> Texte fourni:
++++

Affichage des articles dont le libellé est Pacôme Thiellement. Afficher tous les articles
Affichage des articles dont le libellé est Pacôme Thiellement. Afficher tous les articles

jeudi 23 juin 2016

Apocalypse celluloïd

En juillet, fais ce qu'il te plaît: tel semble le mot d'ordre lancé par l'écrivain Pacôme Thiellement à qui la Cinémathèque française vient de proposer une excitante carte blanche.

Au programme, quatre films à voir de toute urgence:

Jeudi 7 juillet à 19h30 : « La Mémoire courte » de Eduardo di Gregorio (1978)

Mercredi 13 Juillet à 19h30 : « Gloria Mundi » de Nico Papatakis (1975)

Jeudi 21 Juillet à 19h30 : « Monsieur Klein » de Joseph Losey (1975)


Jeudi 28 Juillet à 19h30 : « Jamais plus toujours » de Yannick Bellon (1975)

++++

> Entrées fournies:
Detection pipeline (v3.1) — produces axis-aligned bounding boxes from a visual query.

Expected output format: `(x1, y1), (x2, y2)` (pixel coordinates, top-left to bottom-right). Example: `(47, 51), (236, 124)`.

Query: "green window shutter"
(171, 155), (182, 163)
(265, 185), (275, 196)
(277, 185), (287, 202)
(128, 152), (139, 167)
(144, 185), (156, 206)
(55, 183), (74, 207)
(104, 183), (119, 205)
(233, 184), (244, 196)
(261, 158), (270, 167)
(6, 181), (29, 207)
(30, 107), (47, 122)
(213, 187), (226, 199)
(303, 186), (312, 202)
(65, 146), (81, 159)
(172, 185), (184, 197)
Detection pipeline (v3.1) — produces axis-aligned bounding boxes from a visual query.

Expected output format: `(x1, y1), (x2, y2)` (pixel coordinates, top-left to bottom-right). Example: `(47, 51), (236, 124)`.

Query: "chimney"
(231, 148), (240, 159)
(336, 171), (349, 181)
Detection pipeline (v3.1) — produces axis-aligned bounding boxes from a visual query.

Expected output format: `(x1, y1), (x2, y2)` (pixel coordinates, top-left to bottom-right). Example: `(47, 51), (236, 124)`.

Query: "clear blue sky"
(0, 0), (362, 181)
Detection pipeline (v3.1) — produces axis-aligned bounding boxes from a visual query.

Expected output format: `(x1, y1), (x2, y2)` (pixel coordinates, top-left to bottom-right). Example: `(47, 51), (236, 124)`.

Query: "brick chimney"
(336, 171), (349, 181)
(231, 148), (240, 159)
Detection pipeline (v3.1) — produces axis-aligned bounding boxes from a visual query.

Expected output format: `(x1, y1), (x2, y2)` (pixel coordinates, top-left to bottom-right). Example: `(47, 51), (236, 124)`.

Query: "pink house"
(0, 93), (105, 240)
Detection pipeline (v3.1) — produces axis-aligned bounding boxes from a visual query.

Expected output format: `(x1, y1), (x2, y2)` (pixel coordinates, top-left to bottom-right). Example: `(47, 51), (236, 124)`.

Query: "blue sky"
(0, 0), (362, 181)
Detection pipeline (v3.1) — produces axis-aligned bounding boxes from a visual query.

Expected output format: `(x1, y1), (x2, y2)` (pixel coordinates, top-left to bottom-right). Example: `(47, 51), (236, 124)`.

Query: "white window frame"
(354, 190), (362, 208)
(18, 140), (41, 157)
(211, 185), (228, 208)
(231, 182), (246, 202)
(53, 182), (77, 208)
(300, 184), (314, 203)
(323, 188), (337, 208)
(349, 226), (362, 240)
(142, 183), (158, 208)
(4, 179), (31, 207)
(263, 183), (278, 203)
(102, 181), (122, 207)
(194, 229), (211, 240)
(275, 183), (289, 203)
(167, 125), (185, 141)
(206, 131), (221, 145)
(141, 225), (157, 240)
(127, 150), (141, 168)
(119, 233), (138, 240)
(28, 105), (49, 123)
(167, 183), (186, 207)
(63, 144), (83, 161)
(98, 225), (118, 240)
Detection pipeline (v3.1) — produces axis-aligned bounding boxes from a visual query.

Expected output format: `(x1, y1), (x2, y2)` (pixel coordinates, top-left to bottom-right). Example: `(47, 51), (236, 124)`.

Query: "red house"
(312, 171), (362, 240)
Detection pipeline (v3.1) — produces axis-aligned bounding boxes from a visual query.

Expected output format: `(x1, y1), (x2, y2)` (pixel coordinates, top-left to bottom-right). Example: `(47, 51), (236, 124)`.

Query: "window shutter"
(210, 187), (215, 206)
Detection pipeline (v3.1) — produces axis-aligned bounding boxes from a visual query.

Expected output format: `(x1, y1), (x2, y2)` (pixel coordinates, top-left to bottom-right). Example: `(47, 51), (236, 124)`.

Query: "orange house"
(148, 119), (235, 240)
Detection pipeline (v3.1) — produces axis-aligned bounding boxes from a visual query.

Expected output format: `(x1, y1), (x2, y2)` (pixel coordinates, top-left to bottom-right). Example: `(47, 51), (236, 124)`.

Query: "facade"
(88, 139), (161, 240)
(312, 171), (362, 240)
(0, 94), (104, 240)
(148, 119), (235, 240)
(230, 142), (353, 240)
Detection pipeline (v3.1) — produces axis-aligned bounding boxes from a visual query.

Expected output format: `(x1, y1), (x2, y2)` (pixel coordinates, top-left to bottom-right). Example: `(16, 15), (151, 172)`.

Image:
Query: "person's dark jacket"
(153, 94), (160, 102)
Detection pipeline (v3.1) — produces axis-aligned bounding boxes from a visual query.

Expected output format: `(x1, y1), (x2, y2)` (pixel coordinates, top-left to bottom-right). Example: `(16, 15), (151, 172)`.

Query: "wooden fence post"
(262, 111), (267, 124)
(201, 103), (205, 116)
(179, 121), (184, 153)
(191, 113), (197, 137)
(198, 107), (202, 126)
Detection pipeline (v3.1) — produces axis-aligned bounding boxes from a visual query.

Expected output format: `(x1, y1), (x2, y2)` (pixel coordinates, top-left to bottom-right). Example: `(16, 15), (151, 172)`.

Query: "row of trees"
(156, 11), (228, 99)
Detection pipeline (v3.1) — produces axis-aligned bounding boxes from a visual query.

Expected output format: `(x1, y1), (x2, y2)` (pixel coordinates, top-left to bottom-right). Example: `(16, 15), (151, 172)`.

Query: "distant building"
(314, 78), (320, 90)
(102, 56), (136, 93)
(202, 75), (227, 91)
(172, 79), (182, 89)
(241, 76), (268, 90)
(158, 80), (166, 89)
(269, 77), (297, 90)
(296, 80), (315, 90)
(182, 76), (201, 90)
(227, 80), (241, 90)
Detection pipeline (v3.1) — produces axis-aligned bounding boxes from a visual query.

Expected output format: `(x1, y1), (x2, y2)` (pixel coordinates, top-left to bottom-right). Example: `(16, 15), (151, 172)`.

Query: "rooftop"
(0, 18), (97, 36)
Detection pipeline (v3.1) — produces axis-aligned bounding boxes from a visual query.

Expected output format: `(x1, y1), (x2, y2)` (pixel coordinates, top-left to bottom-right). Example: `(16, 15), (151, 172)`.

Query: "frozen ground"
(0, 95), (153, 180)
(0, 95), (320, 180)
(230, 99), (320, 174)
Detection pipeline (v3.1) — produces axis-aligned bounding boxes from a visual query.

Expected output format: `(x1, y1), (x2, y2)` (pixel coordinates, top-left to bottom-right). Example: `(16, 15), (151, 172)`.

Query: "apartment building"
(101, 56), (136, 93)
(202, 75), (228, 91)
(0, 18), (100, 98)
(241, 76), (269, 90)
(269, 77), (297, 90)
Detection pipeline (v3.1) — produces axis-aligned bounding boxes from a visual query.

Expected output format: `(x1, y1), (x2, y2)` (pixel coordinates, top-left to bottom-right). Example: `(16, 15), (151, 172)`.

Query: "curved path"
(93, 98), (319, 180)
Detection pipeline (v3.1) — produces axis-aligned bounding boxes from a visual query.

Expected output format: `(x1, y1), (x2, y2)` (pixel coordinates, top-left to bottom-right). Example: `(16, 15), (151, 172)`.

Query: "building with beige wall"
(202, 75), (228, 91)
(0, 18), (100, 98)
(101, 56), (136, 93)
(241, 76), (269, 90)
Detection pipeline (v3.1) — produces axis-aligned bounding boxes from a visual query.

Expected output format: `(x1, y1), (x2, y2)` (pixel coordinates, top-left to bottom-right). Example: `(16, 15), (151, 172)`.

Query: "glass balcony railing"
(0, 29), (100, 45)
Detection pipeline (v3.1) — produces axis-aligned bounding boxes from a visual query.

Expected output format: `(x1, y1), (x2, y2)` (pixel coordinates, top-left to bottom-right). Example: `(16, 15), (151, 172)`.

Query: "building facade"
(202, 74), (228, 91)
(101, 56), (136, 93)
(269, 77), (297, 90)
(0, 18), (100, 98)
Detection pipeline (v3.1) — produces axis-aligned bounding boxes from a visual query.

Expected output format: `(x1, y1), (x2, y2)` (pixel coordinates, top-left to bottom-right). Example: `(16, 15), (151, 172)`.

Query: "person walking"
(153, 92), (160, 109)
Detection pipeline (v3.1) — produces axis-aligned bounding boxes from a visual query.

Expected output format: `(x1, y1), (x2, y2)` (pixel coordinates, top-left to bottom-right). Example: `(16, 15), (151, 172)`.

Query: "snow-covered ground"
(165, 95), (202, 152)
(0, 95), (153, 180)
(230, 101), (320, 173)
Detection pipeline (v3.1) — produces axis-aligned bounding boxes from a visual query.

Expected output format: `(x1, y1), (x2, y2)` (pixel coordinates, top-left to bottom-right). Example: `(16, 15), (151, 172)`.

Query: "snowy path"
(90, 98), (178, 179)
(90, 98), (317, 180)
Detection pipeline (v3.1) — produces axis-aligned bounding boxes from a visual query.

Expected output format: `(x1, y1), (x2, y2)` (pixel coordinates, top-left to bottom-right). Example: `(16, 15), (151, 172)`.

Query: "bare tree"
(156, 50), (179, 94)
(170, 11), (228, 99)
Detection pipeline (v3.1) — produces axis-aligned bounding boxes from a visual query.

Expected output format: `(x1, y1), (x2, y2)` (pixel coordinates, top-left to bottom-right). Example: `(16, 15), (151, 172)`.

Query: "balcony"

++++

> But de l'exercice:
D'après le texte sur la carte blanche de Pacôme Thiellement, que répondre à ces questions ?
1. Quelle institution a proposé cette carte blanche à l'écrivain ?
2. Qui a réalisé « Monsieur Klein » ?
3. Quel film est projeté le mercredi 13 juillet ?

> Réponse attendue:
1. La Cinémathèque française.
2. Joseph Losey.
3. « Gloria Mundi » de Nico Papatakis.